───── Fragmento seleccionado ─────

Casi como si me estuvieran preparando para el encuentro con los “refugiados” españoles que llegaría tiempo después, a los trece años no sólo me regalaron las poesías completas de García Lorca en esa bellísima edición que en papel biblia publicó editorial Aguilar, sino también, y como yo decía que quería ser maestra, el libro de Vicente Ferrer Guardia, La escuela moderna. De él escribió Anatole France, a raíz de su ejecución en 1909:
Su crimen es el de ser republicano, socialista, librepensador; su crimen es haber creado la enseñanza laica en Barcelona, instruido a millares de niños en la moral independiente, su crimen es haber fundado escuelas.
Otro sería nuestro México sin el aporte de aquellas mujeres y hombres que en 1939 llegaron derrotados, pero aún así cargados de sueños, de proyectos, de esperanzas. Ellos sabían que, como decía el poeta: si he segado las sombras en silencio,
me queda la palabra… Y la palabra fue lo más importante que trajeron en el equipaje. Las palabras, las ideas. Somos herederos de esa historia, de esa memoria.
Mi vida se trenzó con la de los españoles de la República en las aulas generosas del Colegio Madrid, fundado por los exiliados con los principios de la educación republicana, de la Facultad de Filosofía y Letras de la UNAM, en los múltiples caminos de la vida: el primer día de prepa, la profesora de literatura Luz Fernández Gordillo nos entregó unas fotocopias con poemas. ¡Eran los mismos con los que me arrullaba mi mamá! Se los juro. El Colegio y luego la Facultad fueron mi Berkeley 1968, mi “peace and love”, mi descubrimiento de Bergman y de Saura; de Pink Floyd y de Patti Smith, de los Folkloristas y del Tri; mi encuentro con el existencialismo y con Nietzsche y con Kundera, con Rosario Castellanos y con Juan Rulfo (por cierto: una querida profesora de historia, Pilar García Fabregat, fue la primera persona en regalarme un libro en México. Era El llano en llamas, y la dedicatoria decía “Para que aprendas a amar a tu nueva patria”. Nunca terminaré de agradecerle lo suficiente ese gesto solidario y amoroso). Luego tuve el entrañable privilegio de escuchar las clases de Luis Rius, al que seguimos extrañando, de Angelina Muñiz, de Arturo Souto, de Ramón Xirau, de Adolfo Sánchez Vázquez, de Federico Álvarez (ayyyy Federico, ¿cómo se te ocurrió irte así, sin que te diéramos un último abrazo?).

─────

*Qué hacer*:
Contesta las siguientes preguntas sobre el fragmento:
1. ¿En qué año fue ejecutado Vicente Ferrer Guardia?
2. ¿En qué año llegaron a México los exiliados españoles?
3. ¿Qué libro le regaló Pilar García Fabregat?

───── Datos proporcionados ─────

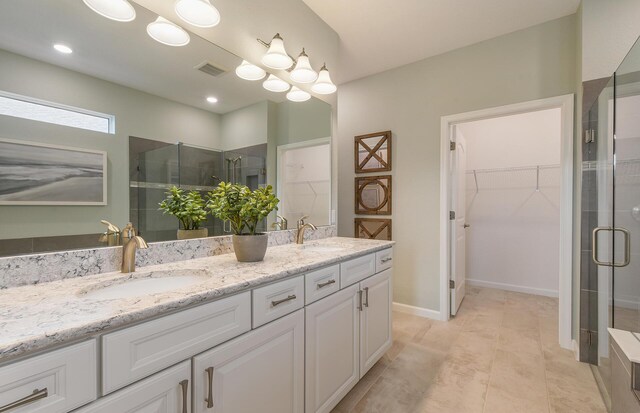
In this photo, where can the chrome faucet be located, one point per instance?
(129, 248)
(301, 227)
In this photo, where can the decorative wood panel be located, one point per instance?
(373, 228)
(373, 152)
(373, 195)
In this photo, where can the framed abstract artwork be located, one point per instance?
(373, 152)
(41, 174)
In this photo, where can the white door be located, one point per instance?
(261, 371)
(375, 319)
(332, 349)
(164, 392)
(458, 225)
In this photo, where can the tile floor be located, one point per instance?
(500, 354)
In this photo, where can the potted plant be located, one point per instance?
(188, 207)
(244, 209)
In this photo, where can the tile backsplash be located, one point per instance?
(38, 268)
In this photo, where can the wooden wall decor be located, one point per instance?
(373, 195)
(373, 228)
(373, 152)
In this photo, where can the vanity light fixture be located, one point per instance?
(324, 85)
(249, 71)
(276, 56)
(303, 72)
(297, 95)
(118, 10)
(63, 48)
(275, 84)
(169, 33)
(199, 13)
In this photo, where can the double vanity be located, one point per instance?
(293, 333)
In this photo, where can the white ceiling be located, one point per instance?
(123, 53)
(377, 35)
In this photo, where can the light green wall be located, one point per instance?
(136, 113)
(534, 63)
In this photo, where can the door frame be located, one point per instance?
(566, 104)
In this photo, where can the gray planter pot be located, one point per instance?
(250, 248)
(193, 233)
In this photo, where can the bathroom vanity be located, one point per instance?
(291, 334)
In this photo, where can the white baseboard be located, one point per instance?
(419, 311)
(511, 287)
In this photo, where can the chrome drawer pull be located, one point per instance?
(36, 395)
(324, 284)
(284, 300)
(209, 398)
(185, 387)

─────

*Solución*:
1. En 1909.
2. En 1939.
3. El llano en llamas.